§ What needs to be done:
Retyping the records exactly is the whole task.

*** Opening of Data shown ***

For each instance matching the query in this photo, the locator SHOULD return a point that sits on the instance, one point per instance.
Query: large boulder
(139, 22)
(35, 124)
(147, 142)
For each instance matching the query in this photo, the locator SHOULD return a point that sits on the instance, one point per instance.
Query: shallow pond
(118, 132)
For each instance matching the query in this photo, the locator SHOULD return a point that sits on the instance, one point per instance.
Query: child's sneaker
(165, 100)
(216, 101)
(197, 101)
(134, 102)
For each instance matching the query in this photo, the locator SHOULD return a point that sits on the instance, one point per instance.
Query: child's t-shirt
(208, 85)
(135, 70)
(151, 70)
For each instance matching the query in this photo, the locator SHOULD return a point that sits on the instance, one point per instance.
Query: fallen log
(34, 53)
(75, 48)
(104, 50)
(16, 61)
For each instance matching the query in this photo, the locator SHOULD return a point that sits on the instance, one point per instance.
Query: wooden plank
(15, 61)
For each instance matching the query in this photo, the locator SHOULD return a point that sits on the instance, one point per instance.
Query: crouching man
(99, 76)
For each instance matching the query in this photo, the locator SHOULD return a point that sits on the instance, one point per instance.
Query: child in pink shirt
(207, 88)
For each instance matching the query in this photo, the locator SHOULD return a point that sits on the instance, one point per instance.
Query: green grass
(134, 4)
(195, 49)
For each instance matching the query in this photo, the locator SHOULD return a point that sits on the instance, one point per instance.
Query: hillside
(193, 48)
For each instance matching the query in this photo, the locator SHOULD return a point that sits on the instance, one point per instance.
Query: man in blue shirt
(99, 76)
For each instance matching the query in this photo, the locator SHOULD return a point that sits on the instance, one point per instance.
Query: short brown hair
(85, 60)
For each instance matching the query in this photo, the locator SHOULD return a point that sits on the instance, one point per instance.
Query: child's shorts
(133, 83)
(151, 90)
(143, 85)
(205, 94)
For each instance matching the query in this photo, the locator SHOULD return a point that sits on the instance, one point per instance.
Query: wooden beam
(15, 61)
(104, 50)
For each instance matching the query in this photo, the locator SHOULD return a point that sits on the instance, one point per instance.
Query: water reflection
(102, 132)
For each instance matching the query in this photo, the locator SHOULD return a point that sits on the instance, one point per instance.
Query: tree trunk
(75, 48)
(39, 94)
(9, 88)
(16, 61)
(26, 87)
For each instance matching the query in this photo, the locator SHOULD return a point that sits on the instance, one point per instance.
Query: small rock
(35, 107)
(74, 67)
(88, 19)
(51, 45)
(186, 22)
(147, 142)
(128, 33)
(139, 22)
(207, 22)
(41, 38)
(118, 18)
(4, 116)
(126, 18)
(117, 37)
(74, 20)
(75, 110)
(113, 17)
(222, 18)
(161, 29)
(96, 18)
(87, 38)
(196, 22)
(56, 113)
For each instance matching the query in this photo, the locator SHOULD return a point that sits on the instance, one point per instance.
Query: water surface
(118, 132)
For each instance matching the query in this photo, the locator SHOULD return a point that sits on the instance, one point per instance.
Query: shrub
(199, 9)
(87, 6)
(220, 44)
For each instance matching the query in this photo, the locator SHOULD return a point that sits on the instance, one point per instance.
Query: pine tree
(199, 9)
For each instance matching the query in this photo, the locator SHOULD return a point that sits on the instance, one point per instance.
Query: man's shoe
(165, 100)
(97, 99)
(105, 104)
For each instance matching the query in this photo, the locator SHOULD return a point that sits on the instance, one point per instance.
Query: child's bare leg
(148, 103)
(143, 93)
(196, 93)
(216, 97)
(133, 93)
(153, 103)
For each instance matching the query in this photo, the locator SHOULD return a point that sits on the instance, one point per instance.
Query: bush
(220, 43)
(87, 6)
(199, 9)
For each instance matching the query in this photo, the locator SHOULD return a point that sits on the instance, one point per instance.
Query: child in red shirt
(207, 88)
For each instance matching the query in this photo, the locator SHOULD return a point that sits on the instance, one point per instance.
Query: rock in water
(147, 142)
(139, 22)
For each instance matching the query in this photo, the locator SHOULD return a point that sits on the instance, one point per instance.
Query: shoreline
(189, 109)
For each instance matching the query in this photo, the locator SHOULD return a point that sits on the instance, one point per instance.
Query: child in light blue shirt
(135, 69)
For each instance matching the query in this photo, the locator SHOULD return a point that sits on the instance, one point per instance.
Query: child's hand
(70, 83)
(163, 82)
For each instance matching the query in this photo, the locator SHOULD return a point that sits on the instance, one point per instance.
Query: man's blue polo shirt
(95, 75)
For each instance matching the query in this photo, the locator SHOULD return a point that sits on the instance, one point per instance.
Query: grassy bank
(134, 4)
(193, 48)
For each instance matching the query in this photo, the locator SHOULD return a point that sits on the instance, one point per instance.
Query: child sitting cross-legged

*** Close of Data shown ***

§ Written answer:
For each instance matching the query in this photo, the locator SHOULD return a point that sits on the instance, one point per instance.
Query: large boulder
(139, 22)
(35, 124)
(147, 142)
For each instance matching the query in this photo, the locator SHOULD return a point that sits on the instance, one point per instance.
Query: shallow pond
(118, 132)
For each instance matching the query in this photo, the locator SHOULD return a point that sits on the instance, one point per instance.
Query: child's sneaker
(165, 100)
(216, 101)
(197, 101)
(134, 102)
For each instance matching the query in this photo, the locator SHOULD return a point that sits on the instance, one point per instance.
Query: child's t-shirt
(208, 85)
(135, 70)
(151, 70)
For each instance matching the query in this photo, the locator SHOULD return a point that sits on the instance, one point per instance.
Query: fallen log
(34, 53)
(75, 48)
(104, 50)
(16, 61)
For each instance matching the query in this photo, the locator SHOULD return a point that sits on the instance, one point per instance.
Query: wooden plank
(15, 61)
For each instance matching the query in this photo, the locator SHOULD return a point that sits on the instance, one point per instance.
Query: crouching man
(99, 76)
For each instance matching the query in this photo, the locator SHOULD return a point that sits on the instance, one point per instance.
Query: child in pink shirt
(207, 88)
For each instance matching the query in this photo, the locator SHOULD return a point that sits on the instance, one point per instance.
Query: green grass
(134, 4)
(195, 49)
For each instance matching the query in this photo, the locator SHOULD return a point that sits on the instance, one point per instance.
Query: hillside
(193, 48)
For each instance matching the query in this photo, the locator SHOULD return a point that sits on the instance, one point per instance.
Query: man in blue shirt
(99, 76)
For each instance matching the query in this photo, the locator SHOULD return a point that sits on the instance, one point per instance.
Query: short brown hair
(85, 60)
For each instance matching the query in this photo, the locator SHOULD return a point that sits on the instance, one point per instance.
Query: child's shorts
(133, 83)
(151, 90)
(143, 85)
(205, 94)
For each instance matching the query in this photo, the locator SHOULD return a point that sits on the instance, one point per instance.
Query: wooden beam
(15, 61)
(104, 50)
For each instance matching the query in this photo, the locator SHOULD return a point that sits on the instance, one point per instance.
Query: water reflection
(102, 132)
For each instance matching the query in this photo, the locator SHOULD return a point that sits on the instance, one point per instance.
Query: tree trunk
(75, 48)
(39, 94)
(9, 88)
(16, 61)
(26, 87)
For each instance matching the query in this photo, the locator SHOULD return a point that sits on the instance, one point per instance.
Query: small rock
(35, 107)
(74, 67)
(88, 19)
(51, 45)
(186, 22)
(147, 142)
(128, 33)
(139, 22)
(207, 22)
(41, 38)
(118, 18)
(4, 116)
(126, 18)
(117, 37)
(74, 20)
(75, 110)
(113, 17)
(222, 18)
(161, 29)
(96, 18)
(87, 38)
(196, 22)
(56, 113)
For each instance matching the query in this photo, the locator SHOULD return a point that sits on the instance, one point per instance.
Query: water surface
(118, 132)
For each instance matching the query in this photo, the locator SHOULD return a point that sits on the instance, one point per instance.
Query: shrub
(199, 9)
(87, 6)
(220, 44)
For each instance matching the query in this photo, the locator SHOULD return a point that sits on the instance, one point per instance.
Query: pine tree
(199, 9)
For each instance matching the query in this photo, the locator SHOULD return a point that sits on the instance, one point per instance.
Query: man's shoe
(165, 100)
(97, 99)
(105, 104)
For each instance matching the query in this photo, the locator SHOULD return a point that sits on the instance, one point per instance.
Query: child's bare leg
(148, 103)
(143, 93)
(196, 93)
(216, 97)
(133, 93)
(153, 103)
For each instance matching the query in this photo, the locator SHOULD return a point that sits on the instance, one point per instance.
Query: bush
(220, 43)
(87, 6)
(199, 9)
For each instance matching the query in this photo, the locator SHOULD return a point that sits on the instance, one point per instance.
Query: child in red shirt
(207, 88)
For each instance matching the query in this photo, the locator SHOULD return a point that sits on the instance, one point per instance.
Query: rock in water
(147, 142)
(139, 22)
For each instance matching the query in this photo, the locator SHOULD return a point that sits on the instance, one point per instance.
Query: shoreline
(189, 109)
For each instance matching the query in this photo, the locator SHOULD return a point that sits on the instance, one point per instance.
Query: child in light blue shirt
(135, 69)
For each instance matching the query in this photo, the locator SHOULD return a point that sits on the instance, one point per instance.
Query: child's hand
(70, 83)
(163, 82)
For each instance matching the query in this photo, the locator SHOULD return a point that sits on the instance, one point per instance.
Query: man's blue polo shirt
(95, 75)
For each instance matching the query in this photo, the locator SHOULD return a point that sits on the instance, one point per instance.
Query: grassy bank
(134, 4)
(193, 48)
For each instance matching the query in this photo, the locator SHOULD return a point that sits on the instance, one point per instance.
Query: child sitting cross-legged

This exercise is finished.